#### [TASK GOAL]
Every entry, exactly as given, must be retyped.

#### [DATA FOR REVIEW]
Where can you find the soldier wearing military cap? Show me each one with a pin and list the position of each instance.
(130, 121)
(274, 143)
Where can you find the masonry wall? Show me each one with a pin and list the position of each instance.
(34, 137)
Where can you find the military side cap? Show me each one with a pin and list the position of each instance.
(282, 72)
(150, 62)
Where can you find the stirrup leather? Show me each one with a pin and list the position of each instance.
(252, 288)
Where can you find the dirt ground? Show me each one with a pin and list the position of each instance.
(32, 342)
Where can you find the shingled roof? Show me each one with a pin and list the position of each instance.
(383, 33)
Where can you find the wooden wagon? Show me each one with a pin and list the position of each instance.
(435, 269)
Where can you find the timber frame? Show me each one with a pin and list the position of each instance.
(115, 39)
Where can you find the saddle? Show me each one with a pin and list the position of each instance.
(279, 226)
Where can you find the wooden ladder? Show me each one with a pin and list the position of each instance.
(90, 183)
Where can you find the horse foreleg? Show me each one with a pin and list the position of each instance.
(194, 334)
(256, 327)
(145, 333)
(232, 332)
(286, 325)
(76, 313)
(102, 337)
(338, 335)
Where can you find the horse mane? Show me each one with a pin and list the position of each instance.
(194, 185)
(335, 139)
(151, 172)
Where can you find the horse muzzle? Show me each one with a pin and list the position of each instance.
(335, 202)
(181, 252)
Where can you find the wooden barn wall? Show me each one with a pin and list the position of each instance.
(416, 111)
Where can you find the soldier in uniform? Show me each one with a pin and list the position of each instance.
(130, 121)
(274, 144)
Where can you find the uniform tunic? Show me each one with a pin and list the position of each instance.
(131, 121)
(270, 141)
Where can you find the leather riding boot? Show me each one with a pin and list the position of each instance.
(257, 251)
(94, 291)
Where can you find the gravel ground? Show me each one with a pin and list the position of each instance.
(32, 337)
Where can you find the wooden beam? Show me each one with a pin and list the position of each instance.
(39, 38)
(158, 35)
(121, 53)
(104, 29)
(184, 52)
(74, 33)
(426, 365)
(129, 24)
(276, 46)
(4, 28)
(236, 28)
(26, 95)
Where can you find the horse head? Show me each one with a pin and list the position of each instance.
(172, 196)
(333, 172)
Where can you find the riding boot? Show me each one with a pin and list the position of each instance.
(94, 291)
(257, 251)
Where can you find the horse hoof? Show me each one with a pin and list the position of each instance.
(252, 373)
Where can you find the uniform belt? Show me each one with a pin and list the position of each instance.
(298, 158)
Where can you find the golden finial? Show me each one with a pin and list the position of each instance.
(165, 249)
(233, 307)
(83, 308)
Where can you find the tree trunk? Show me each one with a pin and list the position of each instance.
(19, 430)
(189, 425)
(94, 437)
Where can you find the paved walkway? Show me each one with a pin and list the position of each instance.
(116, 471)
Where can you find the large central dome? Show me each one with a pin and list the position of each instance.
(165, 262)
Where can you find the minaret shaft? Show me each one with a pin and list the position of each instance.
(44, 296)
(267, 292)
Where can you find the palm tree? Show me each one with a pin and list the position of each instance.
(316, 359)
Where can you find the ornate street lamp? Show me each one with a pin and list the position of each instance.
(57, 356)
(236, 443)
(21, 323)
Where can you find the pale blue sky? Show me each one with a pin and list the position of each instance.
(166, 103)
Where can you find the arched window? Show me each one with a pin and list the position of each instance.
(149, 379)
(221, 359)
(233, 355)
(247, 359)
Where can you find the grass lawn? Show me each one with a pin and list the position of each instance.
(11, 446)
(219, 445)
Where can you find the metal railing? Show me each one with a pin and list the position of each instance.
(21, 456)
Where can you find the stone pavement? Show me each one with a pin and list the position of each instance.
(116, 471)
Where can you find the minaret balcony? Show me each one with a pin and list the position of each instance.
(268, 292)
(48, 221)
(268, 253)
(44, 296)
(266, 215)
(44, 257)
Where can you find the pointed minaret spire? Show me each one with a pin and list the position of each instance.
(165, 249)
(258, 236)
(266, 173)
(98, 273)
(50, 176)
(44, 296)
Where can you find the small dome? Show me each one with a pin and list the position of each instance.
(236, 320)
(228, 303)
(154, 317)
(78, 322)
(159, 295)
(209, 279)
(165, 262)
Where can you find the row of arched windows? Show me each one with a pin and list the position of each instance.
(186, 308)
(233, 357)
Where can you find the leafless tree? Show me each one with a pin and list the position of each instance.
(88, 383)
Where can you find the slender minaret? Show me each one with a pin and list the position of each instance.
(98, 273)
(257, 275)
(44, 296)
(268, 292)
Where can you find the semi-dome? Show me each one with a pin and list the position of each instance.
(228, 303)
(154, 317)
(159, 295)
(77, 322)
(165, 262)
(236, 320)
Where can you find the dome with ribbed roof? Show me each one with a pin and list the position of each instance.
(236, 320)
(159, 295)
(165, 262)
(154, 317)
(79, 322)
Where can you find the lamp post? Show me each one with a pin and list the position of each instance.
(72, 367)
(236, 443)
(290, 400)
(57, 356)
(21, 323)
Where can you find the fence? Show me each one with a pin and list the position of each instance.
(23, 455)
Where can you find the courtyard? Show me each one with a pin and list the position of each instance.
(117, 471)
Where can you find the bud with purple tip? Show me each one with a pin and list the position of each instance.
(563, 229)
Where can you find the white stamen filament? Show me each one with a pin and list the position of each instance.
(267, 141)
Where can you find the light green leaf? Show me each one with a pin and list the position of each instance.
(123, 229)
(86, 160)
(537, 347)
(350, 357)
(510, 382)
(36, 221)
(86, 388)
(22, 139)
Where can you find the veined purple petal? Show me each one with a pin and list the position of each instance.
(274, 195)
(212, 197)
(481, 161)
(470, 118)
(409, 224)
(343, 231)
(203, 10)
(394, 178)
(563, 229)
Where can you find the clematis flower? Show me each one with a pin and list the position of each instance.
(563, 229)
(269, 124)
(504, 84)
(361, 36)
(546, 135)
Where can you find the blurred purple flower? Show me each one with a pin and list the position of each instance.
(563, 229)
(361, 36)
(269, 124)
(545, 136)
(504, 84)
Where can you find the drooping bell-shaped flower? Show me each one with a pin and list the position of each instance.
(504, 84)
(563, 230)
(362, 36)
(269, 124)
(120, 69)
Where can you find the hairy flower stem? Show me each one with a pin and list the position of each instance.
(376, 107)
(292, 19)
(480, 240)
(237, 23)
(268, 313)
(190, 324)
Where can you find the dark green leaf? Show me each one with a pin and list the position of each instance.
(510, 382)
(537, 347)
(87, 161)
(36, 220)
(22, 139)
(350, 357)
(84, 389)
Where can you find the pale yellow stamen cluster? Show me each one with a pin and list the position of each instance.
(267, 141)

#### [ANSWER TO THIS PROBLEM]
Where can you find the soldier wearing military cap? Show me each one with a pin and list the position of each instance.
(130, 121)
(274, 143)
Where can you find the masonry wall? Show me each one with a pin and list the position of each instance.
(34, 137)
Where can you find the military side cap? Show me each one with a pin and list the position of each instance.
(282, 72)
(150, 62)
Where can you find the stirrup leather? Show me each one with a pin and list the position of each instance.
(252, 288)
Where can you find the dirt ground? Show me each one with a pin and list the position of each instance.
(32, 342)
Where can you find the shingled roof? Show me each one with a pin and list the position of each instance.
(383, 33)
Where can you find the wooden wagon? Show me each one with a pin and list the position of each instance.
(435, 269)
Where can you find the timber frame? Show me each one with a pin and list the position of each instance.
(115, 39)
Where can you find the saddle? Show me each one with a pin and list the position of each instance.
(279, 226)
Where can you find the wooden ladder? Show me each one with a pin and list the position of each instance.
(90, 183)
Where can you find the horse foreleg? Show me each one with a pin and list the position of each instance.
(194, 334)
(256, 327)
(145, 333)
(232, 332)
(286, 325)
(76, 313)
(102, 337)
(338, 335)
Where can you find the horse mane? Show me each one with a pin and list the position of each instance.
(194, 185)
(335, 139)
(151, 172)
Where can you find the horse muzzle? Show me each one with a pin and list the position of each instance.
(335, 202)
(181, 252)
Where can you find the wooden barn wall? Show me each one with a pin and list the position of each instance.
(416, 111)
Where can you find the soldier in uniform? Show me each one with a pin and list the position of each instance.
(130, 121)
(274, 144)
Where can you find the uniform tunic? Show me each one with a pin and list the position of each instance.
(131, 121)
(270, 141)
Where can you find the leather riding boot? Show me each one with a pin and list the position of each instance.
(257, 251)
(94, 291)
Where can you find the gravel ground? Show me each one with a pin and list the position of each instance.
(32, 337)
Where can you find the wooden beam? Show me each one with a pin and list the position of each instance.
(39, 38)
(158, 35)
(121, 53)
(104, 29)
(184, 52)
(74, 33)
(426, 365)
(129, 24)
(276, 46)
(4, 28)
(236, 28)
(26, 95)
Where can you find the horse head? Show me each one with a pin and list the position of each instance.
(172, 196)
(333, 172)
Where can you find the riding boot? Show me each one with a pin and list the position of each instance.
(94, 291)
(257, 251)
Where can you find the horse hoof? Show me each one with a pin and list the position of each instance.
(252, 373)
Where can you find the uniform belt? Show me each one with a pin and list the position of each instance.
(298, 158)
Where can you find the golden finial? Show me each one with a pin and list the position of each instance.
(165, 249)
(233, 307)
(83, 308)
Where can you find the tree trunk? Show me each one with a pin and list the position of each instance.
(19, 430)
(189, 425)
(94, 437)
Where can you find the paved walkway? Show me each one with a pin and list the position of each instance.
(116, 471)
Where can you find the large central dome? Show me each one with a pin and list the position of each instance.
(165, 262)
Where can you find the minaret shaft? Show me each one with a pin and list the position of each instance.
(44, 296)
(267, 292)
Where can you find the palm tree? Show me each one with a pin and list the position of each instance.
(316, 359)
Where can you find the ornate street lamp? Show me each one with a pin and list the position of each instance.
(57, 356)
(236, 443)
(21, 323)
Where can you find the pale blue sky? Show me each one with a pin and list the position of each instance.
(166, 103)
Where can you find the arched window? Show me each one with a pin and list the position of each instance.
(149, 379)
(221, 359)
(233, 355)
(247, 359)
Where can you find the grass lawn? Show me each one with a pin and list the position of each instance.
(11, 446)
(219, 445)
Where can you find the metal railing? Show me each one with a pin and list the position of each instance.
(21, 456)
Where can you find the stone pavement? Show me each one with a pin and list the position of each instance.
(116, 471)
Where can you find the minaret balcony? Show me each one with a pin and list the position of each instance.
(268, 292)
(48, 221)
(268, 253)
(44, 296)
(266, 215)
(44, 257)
Where can you find the pointed minaret spire? Show me each one with a pin and list the position of each instance.
(165, 249)
(258, 236)
(266, 173)
(98, 273)
(50, 176)
(44, 296)
Where can you find the small dome? Show me each one with a pin and list the position of each instance.
(236, 320)
(228, 303)
(154, 317)
(78, 322)
(159, 295)
(209, 279)
(165, 262)
Where can you find the row of arched windows? Show me each one with a pin and list the position of each instance.
(186, 308)
(233, 357)
Where can you find the leafless tree? Show me each one with a pin and list the position of each instance.
(88, 383)
Where can you find the slender minaret? Show me each one with a pin and list the position of each instance.
(98, 273)
(257, 275)
(44, 296)
(268, 292)
Where can you find the semi-dome? Show me each one with a pin and list the position of each instance.
(228, 303)
(154, 317)
(159, 295)
(77, 322)
(165, 262)
(236, 320)
Where can you find the dome with ribbed roof? Show me each one with a pin and list the position of each instance.
(236, 320)
(159, 295)
(165, 262)
(154, 317)
(79, 322)
Where can you find the lamp post? Show me each one with a pin and list the position of each instance.
(72, 367)
(236, 443)
(290, 400)
(57, 356)
(21, 323)
Where can you find the fence? Show me each one with a pin and list the position of each instance.
(23, 455)
Where can you find the courtyard? Show me each one with a pin and list the position of each instance.
(117, 471)
Where can you find the bud with purple tip? Show me each one with a pin and list the position of each instance.
(563, 229)
Where can you find the white stamen filament? Show me each one with a pin and list the position of each instance.
(267, 141)
Where can you find the light green leaf? Show me each one with a pin and list the position of each instance.
(123, 229)
(86, 160)
(537, 347)
(350, 357)
(510, 382)
(36, 221)
(86, 388)
(22, 139)
Where can you find the veined purple petal? Show me each one with a pin and list the position of each instance.
(274, 195)
(212, 197)
(481, 161)
(470, 118)
(409, 224)
(343, 231)
(203, 10)
(394, 178)
(563, 229)
Where can you find the clematis flower? Show me each one with a pin and list the position of each instance.
(563, 229)
(269, 124)
(504, 84)
(361, 36)
(546, 135)
Where can you find the blurred purple flower? Show me each one with a pin and list the position of each instance.
(563, 229)
(361, 36)
(269, 124)
(545, 136)
(504, 84)
Where can you find the drooping bell-shaped flower? Show me each one with a pin and list the position of each instance.
(504, 84)
(563, 230)
(362, 36)
(269, 124)
(120, 69)
Where can you find the hairy flower stem? Show me each one with a pin and list the position of each instance.
(376, 107)
(292, 19)
(480, 240)
(237, 23)
(268, 313)
(190, 324)
Where can you find the dark green leaf? Show me each one with a pin and list the position of each instance.
(510, 382)
(537, 347)
(87, 161)
(36, 220)
(22, 139)
(350, 357)
(84, 389)
Where can you find the pale yellow stamen cluster? Show me each one with a pin and list the position of each instance.
(267, 141)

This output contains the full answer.